▸ **Given exercise**:
Rewrite the listing from its start through the line containing "[419,537,446,558]", replacing each "User query" with "Search phrase" and leaving everything else unchanged.

## start

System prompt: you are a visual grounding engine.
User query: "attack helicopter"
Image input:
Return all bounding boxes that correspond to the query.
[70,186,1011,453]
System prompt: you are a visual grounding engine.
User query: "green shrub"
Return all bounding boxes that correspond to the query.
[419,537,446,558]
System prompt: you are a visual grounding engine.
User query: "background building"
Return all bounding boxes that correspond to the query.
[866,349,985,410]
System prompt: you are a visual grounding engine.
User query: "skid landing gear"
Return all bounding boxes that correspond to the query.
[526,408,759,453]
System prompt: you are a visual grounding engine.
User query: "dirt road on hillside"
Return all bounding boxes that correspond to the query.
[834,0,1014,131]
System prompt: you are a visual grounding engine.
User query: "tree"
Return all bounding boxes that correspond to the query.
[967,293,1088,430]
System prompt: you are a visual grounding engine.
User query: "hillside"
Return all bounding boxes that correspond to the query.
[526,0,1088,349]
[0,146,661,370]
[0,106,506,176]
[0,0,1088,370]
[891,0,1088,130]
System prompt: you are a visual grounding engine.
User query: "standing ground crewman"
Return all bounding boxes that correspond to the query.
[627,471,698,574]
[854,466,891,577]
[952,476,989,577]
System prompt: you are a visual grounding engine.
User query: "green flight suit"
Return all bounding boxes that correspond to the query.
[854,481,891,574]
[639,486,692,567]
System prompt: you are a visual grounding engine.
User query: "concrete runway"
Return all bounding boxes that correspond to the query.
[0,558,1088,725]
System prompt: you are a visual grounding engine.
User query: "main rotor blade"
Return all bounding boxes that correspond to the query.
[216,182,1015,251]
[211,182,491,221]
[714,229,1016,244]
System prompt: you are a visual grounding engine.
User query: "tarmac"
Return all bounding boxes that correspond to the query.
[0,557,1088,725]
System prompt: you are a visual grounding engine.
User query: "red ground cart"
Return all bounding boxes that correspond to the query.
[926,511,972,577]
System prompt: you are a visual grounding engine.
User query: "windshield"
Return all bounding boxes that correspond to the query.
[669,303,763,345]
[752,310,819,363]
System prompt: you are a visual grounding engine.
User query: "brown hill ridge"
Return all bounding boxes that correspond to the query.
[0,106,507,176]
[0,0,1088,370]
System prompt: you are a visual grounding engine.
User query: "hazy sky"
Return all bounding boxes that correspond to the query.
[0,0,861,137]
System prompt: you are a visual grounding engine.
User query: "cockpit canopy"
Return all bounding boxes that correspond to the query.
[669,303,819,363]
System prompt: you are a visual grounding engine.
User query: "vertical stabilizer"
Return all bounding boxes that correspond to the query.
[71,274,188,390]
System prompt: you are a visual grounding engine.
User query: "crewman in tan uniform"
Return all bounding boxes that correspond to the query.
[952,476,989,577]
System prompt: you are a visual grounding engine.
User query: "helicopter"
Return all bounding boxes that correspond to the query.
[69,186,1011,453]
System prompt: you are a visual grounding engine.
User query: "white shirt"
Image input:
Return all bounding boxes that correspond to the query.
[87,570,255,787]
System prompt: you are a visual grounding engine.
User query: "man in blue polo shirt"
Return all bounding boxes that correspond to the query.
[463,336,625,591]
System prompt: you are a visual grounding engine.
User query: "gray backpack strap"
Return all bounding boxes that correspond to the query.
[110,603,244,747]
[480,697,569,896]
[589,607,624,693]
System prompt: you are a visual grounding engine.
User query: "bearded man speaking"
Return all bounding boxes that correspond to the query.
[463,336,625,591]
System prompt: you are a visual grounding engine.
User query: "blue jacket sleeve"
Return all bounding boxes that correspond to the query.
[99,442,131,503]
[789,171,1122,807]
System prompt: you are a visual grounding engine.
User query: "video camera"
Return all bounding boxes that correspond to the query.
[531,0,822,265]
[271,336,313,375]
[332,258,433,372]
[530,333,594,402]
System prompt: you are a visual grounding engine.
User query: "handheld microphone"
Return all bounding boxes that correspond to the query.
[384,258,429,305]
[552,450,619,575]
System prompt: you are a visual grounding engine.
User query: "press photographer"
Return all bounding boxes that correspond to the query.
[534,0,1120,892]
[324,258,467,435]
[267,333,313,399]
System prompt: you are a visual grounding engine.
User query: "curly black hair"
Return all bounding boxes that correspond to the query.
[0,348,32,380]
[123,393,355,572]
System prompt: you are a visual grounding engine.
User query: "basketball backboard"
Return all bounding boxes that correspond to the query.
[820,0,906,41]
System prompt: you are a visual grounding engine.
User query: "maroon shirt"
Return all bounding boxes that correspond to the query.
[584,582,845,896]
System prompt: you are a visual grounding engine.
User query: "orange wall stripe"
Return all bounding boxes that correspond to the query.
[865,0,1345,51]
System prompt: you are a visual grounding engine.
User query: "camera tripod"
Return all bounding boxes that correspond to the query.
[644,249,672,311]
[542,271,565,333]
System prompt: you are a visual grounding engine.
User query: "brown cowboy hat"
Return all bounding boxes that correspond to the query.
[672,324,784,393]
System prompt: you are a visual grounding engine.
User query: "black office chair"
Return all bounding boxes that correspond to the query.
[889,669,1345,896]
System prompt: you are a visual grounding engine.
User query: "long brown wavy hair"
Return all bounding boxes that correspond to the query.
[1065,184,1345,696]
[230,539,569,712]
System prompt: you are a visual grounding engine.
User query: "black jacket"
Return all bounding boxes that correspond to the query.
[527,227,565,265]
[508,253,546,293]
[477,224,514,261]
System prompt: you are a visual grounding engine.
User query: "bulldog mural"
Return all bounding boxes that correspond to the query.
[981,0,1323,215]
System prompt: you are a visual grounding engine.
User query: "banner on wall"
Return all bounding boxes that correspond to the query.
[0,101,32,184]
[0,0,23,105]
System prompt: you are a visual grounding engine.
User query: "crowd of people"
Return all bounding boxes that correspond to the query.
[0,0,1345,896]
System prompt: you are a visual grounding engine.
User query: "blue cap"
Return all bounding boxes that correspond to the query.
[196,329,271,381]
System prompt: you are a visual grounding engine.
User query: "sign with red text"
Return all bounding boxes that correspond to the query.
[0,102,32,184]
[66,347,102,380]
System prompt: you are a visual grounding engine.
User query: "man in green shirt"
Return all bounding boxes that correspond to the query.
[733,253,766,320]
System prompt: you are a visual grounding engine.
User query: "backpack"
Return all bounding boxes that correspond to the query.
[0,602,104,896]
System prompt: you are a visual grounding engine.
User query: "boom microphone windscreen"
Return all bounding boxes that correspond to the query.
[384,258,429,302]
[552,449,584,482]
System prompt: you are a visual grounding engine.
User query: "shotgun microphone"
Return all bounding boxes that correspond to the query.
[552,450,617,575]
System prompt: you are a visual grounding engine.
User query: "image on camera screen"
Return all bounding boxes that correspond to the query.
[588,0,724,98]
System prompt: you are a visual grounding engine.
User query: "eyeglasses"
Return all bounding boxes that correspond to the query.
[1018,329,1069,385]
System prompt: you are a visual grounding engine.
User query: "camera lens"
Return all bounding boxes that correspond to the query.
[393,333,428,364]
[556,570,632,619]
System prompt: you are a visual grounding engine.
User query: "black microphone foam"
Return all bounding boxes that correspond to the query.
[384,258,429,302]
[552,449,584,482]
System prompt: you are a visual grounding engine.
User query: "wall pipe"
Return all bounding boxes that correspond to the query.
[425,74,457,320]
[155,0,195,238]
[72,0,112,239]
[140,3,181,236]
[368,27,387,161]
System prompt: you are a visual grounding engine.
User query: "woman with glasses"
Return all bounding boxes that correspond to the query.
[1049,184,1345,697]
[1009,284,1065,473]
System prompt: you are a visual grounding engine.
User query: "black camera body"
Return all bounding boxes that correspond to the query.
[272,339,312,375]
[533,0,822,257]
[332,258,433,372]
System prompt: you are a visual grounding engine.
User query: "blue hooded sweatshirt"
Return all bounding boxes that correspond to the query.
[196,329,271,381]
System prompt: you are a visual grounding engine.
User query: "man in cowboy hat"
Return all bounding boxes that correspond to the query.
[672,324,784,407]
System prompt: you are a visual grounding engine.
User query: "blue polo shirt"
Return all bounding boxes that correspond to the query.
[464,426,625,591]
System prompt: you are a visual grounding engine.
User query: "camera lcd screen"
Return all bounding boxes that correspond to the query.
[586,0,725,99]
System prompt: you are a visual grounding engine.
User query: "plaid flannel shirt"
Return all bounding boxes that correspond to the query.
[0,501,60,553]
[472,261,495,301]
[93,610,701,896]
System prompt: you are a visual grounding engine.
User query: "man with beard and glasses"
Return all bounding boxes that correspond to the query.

## end

▸ **Exercise result**:
System prompt: you are a visual grounding engine.
Search phrase: "attack helicopter"
Image input:
Return all bounding boxes that correspond to the query.
[70,186,1011,453]
System prompt: you are a visual grounding engine.
Search phrase: "green shrub"
Return all bounding boxes that correspond to the query.
[419,537,446,558]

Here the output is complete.